» **Your assignment**
Which lines below hold the word "component"? Copy all of them.

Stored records

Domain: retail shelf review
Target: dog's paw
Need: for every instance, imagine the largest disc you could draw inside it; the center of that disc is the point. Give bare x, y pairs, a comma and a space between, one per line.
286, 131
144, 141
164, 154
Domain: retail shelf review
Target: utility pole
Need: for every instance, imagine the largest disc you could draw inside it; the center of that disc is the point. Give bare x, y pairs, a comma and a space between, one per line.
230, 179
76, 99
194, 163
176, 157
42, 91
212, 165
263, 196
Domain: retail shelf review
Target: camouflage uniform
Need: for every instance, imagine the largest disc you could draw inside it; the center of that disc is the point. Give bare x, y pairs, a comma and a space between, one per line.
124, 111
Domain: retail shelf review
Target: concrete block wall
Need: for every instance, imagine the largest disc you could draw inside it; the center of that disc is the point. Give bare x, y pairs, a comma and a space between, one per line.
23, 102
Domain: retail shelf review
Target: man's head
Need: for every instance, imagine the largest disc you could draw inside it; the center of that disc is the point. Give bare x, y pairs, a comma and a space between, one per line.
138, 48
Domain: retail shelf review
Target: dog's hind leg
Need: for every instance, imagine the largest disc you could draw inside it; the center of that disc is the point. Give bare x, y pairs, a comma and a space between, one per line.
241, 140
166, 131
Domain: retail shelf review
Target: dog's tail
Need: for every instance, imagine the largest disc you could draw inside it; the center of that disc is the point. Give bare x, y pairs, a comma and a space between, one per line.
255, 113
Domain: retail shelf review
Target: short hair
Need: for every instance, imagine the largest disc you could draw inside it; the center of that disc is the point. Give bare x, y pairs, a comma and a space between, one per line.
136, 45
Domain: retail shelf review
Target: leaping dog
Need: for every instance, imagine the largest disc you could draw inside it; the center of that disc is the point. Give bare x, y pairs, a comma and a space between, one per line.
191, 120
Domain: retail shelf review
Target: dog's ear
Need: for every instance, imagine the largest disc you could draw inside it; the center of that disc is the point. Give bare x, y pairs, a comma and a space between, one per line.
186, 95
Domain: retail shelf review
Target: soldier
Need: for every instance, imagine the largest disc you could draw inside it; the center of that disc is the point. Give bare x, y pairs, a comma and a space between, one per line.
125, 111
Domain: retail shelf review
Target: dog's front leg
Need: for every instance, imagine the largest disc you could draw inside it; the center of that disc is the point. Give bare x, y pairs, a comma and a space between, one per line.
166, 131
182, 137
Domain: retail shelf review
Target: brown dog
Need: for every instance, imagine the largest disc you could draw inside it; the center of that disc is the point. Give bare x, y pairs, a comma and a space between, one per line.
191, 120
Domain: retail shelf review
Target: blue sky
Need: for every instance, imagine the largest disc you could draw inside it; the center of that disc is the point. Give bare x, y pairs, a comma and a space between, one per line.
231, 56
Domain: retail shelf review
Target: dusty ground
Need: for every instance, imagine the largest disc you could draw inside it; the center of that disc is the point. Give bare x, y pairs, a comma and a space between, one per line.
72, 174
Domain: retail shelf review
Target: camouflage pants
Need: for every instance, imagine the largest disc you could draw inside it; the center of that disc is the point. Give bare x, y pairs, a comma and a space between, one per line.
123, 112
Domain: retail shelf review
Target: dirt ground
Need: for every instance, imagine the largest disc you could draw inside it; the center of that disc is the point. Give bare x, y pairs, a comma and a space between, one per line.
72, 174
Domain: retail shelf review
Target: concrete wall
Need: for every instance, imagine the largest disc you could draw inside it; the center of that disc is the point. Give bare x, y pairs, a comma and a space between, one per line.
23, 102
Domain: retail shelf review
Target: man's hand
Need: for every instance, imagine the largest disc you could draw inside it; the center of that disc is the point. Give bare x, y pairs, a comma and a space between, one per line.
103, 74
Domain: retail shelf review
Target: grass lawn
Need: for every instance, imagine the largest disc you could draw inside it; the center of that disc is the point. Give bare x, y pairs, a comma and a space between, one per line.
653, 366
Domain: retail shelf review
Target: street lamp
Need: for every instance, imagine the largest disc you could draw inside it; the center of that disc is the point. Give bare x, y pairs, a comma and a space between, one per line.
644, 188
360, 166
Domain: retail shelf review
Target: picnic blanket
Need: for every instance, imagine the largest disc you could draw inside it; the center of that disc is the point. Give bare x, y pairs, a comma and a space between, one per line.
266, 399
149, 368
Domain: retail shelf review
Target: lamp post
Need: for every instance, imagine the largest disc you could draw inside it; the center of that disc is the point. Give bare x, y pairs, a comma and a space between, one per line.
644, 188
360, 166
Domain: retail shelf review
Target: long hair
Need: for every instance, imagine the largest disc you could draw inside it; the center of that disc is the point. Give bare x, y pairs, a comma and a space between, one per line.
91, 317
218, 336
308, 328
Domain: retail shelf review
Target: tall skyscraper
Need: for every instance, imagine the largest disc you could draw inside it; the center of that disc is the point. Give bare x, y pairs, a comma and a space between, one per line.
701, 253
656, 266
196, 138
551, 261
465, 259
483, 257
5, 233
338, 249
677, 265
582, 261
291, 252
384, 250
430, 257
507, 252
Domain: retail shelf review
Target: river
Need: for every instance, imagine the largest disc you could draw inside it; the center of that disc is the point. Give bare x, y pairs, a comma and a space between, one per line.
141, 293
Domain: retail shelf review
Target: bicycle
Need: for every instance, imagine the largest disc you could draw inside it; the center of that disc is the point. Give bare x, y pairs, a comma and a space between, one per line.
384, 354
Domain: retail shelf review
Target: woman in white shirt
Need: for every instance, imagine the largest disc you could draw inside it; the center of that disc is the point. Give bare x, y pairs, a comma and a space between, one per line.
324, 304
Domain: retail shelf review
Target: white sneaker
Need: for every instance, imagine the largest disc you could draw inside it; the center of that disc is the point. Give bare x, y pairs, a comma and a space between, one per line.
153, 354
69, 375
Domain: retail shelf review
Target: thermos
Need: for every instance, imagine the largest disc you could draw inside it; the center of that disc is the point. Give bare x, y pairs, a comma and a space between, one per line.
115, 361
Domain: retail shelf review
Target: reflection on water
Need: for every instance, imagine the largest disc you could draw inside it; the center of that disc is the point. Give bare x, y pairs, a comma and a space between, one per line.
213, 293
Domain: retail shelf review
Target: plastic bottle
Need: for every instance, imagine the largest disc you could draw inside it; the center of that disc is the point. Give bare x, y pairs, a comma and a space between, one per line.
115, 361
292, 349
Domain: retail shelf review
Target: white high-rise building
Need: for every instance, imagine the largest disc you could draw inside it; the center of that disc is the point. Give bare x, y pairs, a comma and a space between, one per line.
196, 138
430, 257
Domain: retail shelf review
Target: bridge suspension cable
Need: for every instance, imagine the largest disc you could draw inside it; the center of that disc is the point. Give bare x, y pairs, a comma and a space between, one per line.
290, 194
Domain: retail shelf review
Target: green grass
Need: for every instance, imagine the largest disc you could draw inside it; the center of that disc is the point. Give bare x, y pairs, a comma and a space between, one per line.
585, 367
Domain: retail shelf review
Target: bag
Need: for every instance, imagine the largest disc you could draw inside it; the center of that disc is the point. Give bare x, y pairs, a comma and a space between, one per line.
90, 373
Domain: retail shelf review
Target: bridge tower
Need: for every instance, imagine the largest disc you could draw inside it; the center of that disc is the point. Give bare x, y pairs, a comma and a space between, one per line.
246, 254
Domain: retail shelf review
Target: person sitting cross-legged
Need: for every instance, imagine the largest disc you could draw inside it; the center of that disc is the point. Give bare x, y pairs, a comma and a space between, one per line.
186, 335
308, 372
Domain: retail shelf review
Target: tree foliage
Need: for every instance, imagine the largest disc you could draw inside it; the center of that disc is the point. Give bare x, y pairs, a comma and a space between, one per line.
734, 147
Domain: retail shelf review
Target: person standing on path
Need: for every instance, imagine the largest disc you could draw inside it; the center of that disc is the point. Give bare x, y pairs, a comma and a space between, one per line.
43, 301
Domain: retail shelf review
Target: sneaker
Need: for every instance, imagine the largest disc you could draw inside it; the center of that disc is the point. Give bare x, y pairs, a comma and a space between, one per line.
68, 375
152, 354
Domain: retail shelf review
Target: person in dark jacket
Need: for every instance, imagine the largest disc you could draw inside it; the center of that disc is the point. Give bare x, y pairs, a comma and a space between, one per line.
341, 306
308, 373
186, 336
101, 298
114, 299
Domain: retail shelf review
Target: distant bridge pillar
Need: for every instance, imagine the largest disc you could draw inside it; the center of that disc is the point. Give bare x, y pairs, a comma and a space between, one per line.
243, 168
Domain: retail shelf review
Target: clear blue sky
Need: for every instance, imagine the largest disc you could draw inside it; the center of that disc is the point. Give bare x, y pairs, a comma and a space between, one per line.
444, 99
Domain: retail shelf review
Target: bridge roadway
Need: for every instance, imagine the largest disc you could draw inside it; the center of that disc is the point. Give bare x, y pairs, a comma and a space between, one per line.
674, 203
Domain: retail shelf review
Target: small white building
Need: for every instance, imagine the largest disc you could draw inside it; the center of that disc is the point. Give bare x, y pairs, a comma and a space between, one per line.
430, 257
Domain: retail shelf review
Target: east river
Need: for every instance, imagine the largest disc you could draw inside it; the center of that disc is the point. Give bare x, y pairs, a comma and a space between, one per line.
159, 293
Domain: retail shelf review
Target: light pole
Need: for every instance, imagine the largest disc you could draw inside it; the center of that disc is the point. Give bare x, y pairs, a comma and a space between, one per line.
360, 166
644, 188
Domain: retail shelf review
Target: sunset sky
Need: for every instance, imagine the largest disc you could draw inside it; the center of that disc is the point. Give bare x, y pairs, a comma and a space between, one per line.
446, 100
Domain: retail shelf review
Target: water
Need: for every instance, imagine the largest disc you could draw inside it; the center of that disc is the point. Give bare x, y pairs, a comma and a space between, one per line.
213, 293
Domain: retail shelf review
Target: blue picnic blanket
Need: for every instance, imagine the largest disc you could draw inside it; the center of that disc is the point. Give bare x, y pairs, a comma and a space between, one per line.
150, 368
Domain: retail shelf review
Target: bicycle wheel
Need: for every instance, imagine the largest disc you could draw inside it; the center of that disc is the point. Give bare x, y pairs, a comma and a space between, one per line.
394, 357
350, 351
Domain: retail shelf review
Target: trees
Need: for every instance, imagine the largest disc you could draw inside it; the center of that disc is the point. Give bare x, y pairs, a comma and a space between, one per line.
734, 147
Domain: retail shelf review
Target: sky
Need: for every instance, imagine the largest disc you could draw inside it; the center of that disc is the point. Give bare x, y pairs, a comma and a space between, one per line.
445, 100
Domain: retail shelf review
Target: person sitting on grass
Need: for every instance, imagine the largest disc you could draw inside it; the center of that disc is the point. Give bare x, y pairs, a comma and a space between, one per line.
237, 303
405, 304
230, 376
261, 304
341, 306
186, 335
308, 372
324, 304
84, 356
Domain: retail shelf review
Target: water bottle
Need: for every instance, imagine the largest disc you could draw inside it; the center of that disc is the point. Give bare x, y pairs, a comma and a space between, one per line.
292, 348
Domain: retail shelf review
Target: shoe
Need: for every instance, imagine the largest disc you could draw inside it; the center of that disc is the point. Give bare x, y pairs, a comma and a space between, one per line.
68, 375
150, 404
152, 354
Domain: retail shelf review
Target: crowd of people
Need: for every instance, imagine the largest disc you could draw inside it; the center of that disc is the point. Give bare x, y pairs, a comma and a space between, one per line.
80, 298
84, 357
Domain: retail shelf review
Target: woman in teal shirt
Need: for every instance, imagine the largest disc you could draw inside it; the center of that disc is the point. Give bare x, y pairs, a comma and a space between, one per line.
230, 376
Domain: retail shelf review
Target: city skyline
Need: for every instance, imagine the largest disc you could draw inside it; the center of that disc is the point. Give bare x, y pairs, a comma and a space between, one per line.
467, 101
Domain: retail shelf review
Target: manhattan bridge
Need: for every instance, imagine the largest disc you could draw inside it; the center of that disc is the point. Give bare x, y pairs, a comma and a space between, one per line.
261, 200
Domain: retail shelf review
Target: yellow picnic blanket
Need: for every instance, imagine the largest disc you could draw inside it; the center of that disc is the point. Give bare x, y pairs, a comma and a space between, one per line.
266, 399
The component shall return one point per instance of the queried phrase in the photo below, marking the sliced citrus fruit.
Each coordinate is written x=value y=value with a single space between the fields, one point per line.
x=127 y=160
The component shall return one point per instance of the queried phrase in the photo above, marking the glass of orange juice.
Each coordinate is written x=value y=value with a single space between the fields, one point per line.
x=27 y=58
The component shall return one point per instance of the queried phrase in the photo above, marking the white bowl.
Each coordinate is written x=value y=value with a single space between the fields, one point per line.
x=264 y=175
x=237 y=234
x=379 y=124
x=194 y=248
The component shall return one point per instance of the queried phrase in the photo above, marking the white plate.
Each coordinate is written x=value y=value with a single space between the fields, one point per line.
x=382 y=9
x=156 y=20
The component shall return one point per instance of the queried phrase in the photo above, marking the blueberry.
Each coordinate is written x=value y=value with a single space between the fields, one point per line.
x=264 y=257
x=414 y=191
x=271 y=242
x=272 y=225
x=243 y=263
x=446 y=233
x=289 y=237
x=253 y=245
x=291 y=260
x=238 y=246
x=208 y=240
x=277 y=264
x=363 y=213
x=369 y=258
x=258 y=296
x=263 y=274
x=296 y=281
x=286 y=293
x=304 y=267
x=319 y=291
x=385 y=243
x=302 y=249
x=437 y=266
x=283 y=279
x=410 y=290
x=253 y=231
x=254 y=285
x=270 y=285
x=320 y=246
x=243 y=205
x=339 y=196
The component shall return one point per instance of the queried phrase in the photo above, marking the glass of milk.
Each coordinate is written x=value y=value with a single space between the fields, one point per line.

» **Expected output**
The component shall return one point per instance of the queried phrase in the photo below, marking the sliced citrus fruit.
The component shall return one point per instance of the queried phrase in the photo above, marking the glass of orange juice.
The component shall return one point per instance of the queried phrase in the photo above, marking the white bowl.
The component shall return one point per instance of the queried phrase in the photo above, marking the white plate.
The component shall return one point per instance of the queried phrase in the photo above, marking the blueberry.
The component shall return one point per instance of the queried phrase in the photo above, marking the glass of milk.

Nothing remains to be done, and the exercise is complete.